Stored entries:
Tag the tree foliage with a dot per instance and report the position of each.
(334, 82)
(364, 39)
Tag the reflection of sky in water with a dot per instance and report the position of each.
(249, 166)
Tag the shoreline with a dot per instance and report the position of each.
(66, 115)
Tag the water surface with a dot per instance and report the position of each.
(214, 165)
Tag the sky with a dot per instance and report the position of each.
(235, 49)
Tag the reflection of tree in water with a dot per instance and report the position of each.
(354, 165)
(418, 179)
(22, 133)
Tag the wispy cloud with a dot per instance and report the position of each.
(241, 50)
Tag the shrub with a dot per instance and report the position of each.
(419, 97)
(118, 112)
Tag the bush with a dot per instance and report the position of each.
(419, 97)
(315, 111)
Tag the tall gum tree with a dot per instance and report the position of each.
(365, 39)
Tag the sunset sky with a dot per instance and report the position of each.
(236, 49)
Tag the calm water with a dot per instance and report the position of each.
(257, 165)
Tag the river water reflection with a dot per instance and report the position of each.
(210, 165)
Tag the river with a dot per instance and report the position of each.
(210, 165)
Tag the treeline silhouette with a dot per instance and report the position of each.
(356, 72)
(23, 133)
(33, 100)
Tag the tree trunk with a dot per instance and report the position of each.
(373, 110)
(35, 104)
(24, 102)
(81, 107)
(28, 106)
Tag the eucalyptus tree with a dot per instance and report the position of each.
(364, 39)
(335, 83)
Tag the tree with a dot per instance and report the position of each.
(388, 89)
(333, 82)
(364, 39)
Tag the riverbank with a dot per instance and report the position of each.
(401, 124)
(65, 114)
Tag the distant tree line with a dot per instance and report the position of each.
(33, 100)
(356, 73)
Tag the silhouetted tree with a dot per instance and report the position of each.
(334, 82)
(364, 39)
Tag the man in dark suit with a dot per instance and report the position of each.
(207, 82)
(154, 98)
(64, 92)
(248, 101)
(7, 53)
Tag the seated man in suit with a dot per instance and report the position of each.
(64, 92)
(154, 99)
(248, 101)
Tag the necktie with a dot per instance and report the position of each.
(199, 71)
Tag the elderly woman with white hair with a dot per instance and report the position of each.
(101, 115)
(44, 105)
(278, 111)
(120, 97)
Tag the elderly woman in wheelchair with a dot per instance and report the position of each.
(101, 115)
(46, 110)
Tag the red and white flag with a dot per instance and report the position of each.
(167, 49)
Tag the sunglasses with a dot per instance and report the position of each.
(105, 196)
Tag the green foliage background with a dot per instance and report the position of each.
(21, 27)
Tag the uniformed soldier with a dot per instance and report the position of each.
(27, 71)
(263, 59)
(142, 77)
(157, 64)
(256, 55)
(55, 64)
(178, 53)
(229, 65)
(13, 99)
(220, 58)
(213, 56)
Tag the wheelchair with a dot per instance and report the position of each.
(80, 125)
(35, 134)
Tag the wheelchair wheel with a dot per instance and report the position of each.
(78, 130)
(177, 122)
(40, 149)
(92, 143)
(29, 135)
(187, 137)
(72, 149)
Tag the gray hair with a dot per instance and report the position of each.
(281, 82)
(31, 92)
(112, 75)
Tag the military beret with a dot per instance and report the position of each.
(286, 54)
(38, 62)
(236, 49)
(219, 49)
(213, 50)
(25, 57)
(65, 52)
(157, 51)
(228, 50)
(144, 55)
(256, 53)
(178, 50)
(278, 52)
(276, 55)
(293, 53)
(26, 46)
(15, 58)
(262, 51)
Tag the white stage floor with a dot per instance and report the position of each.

TASK STATEMENT: Reproduce the entries above, putting "with one point per instance" in place of "with a dot per instance" everywhere it occurs and changing nothing else.

WRITTEN ANSWER:
Tag the tree foliage with one point per instance and report the position of each.
(334, 82)
(364, 39)
Tag the reflection of sky in water with one point per instance and report the position of each.
(249, 166)
Tag the shoreline with one point per instance and report the position of each.
(66, 115)
Tag the water surface with one point per instance and report the position of each.
(214, 165)
Tag the sky with one point per instance and report the position of each.
(235, 49)
Tag the reflection of tree in water with one point per instance and report the position of each.
(354, 165)
(418, 179)
(22, 133)
Tag the wispy cloud with one point per instance and report the position of each.
(241, 50)
Tag the shrub with one point per instance and report the position of each.
(419, 97)
(118, 112)
Tag the bush with one point per instance and report the position of each.
(419, 97)
(315, 111)
Tag the tall gum tree with one point per instance and report the position of each.
(365, 39)
Tag the sunset sky with one point per instance and report the position of each.
(236, 49)
Tag the calm water with one point per instance and report the position of each.
(257, 165)
Tag the river water reflection with one point per instance and report the position of each.
(210, 165)
Tag the river with one point per instance and report the position of each.
(210, 165)
Tag the treeline silhouette with one point per instance and report the position of each.
(356, 72)
(23, 133)
(33, 100)
Tag the tree trunk with one point per instance and report the position of each.
(373, 110)
(35, 104)
(24, 102)
(81, 107)
(28, 106)
Tag the eucalyptus tree with one point per instance and report the position of each.
(364, 39)
(335, 83)
Tag the tree with one point per instance and report the position of each.
(388, 89)
(333, 82)
(364, 39)
Tag the riverbank with one point per instance and report the position of each.
(401, 124)
(65, 114)
Tag the distant tree line with one point per instance and report the position of each.
(33, 100)
(356, 73)
Tag the silhouetted tree with one point per instance and report the position of each.
(334, 82)
(364, 39)
Tag the man in dark suit with one point per instance and report the position of each.
(207, 82)
(154, 98)
(64, 92)
(248, 101)
(7, 53)
Tag the seated man in suit with one point per instance and report the position of each.
(64, 92)
(154, 99)
(248, 101)
Tag the necktie with one point per instance and report the position of each.
(199, 71)
Tag the elderly woman with white hair with one point per instance and report the position of each.
(101, 115)
(44, 105)
(278, 111)
(120, 97)
Tag the elderly woman in wheelchair with one point per instance and report the position of each.
(101, 115)
(46, 110)
Tag the red and white flag with one point per instance and report the position of each.
(167, 49)
Tag the sunglasses with one point per instance and report the position of each.
(105, 196)
Tag the green foliage background with one point per instance and report the position of each.
(21, 27)
Tag the uniformed soldier with one point per instance and report the position of each.
(27, 71)
(263, 59)
(142, 77)
(157, 64)
(256, 55)
(55, 64)
(178, 53)
(229, 65)
(13, 99)
(220, 58)
(213, 56)
Tag the wheelchair with one point per instance and report the position of each.
(80, 125)
(35, 134)
Tag the wheelchair wheel with one point per instance and report the position of each.
(78, 130)
(177, 122)
(40, 149)
(92, 143)
(29, 135)
(187, 137)
(72, 149)
Tag the gray hair with one point per instance and report the position of each.
(281, 82)
(31, 92)
(112, 75)
Tag the military beret with one point per instance and report the position of each.
(286, 54)
(38, 62)
(236, 49)
(219, 49)
(213, 50)
(25, 57)
(65, 52)
(157, 51)
(228, 50)
(144, 55)
(256, 53)
(178, 50)
(278, 52)
(276, 55)
(293, 53)
(26, 46)
(15, 58)
(262, 51)
Tag the white stage floor with one point per instance and report the position of each.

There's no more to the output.